→ **Exercise details**
Reproduce the lines below, starting with the line containing "Every instance gets one point. Tag the gate" and ending with the line containing "(1159, 645)", and output only that span. Offset each x and y coordinate value by +119, keeping all other text unchanged.

Coordinate annotation records:
Start

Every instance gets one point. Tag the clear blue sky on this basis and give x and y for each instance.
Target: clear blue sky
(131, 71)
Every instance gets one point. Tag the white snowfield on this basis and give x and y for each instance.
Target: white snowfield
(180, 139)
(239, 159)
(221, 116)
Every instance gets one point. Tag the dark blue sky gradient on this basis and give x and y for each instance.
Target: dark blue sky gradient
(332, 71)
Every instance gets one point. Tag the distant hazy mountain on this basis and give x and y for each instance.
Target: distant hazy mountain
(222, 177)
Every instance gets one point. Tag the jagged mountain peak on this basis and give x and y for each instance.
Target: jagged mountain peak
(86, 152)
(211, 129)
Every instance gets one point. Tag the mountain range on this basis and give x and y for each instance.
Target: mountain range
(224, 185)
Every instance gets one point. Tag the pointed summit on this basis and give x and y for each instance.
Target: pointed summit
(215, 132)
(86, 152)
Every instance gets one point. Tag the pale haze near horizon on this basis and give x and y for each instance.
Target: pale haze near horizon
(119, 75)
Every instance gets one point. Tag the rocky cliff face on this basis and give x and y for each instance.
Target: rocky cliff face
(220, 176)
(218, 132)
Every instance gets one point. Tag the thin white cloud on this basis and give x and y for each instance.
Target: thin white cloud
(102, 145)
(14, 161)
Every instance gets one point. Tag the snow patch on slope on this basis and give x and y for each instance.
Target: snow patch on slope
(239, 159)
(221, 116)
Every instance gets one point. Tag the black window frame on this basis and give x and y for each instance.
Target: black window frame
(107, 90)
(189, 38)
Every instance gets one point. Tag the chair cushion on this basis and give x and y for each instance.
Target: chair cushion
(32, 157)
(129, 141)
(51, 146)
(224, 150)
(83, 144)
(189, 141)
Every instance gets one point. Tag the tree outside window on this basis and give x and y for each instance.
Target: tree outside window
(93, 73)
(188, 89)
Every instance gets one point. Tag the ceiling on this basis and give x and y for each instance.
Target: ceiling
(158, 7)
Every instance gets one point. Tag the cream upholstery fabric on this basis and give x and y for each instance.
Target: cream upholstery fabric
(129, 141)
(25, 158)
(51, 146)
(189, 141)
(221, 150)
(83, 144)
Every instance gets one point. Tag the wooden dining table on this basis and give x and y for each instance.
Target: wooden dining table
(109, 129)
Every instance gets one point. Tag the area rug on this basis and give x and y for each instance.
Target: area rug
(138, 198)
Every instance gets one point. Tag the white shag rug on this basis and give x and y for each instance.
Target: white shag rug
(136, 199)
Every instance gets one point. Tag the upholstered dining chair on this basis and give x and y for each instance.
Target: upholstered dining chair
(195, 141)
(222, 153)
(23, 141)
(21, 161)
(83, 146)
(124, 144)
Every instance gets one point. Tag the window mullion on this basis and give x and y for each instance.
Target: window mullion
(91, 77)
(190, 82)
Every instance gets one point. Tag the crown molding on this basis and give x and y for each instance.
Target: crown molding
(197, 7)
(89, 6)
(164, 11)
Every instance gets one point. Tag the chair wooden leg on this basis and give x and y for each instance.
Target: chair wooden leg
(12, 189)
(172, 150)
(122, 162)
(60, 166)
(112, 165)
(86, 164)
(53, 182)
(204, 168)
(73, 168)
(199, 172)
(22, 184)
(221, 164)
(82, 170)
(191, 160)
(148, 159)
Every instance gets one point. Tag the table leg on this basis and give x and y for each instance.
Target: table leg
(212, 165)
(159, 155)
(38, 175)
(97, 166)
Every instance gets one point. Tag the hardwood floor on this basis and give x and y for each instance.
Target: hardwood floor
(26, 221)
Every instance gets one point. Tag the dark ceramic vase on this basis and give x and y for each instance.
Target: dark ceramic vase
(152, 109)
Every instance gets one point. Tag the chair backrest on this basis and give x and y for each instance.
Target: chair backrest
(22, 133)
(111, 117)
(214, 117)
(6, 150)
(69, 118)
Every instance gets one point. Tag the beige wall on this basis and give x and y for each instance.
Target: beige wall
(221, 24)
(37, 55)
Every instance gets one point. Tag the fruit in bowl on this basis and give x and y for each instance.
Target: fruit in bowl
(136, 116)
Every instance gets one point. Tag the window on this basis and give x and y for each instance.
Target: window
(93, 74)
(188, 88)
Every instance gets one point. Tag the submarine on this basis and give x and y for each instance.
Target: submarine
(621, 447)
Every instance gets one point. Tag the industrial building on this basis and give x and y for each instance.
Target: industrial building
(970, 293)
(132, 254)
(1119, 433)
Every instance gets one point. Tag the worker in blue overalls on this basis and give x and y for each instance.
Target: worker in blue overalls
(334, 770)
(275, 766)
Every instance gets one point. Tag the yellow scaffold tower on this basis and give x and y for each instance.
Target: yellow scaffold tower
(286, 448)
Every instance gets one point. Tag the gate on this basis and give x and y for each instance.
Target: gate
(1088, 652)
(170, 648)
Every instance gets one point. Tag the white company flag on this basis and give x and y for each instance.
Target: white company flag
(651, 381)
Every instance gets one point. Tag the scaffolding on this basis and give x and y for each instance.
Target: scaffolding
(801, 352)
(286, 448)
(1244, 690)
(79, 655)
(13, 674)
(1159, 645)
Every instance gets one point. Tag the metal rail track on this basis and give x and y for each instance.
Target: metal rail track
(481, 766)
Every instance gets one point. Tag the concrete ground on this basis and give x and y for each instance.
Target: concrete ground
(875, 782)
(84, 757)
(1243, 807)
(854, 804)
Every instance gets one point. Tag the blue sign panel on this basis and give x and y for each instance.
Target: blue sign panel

End

→ **Exercise response**
Every instance gets one point. Tag the gate on this basis and give x and y for each instance.
Target: gate
(1207, 771)
(289, 767)
Every instance gets one point. Tag the white company flag on this basis and give x and y for each instance.
Target: white company flag
(770, 500)
Every instance gets one point. Tag the scaffolding on this basis and give x and y for each instance.
Target: scaffolding
(920, 471)
(405, 567)
(1363, 809)
(198, 774)
(132, 793)
(1278, 764)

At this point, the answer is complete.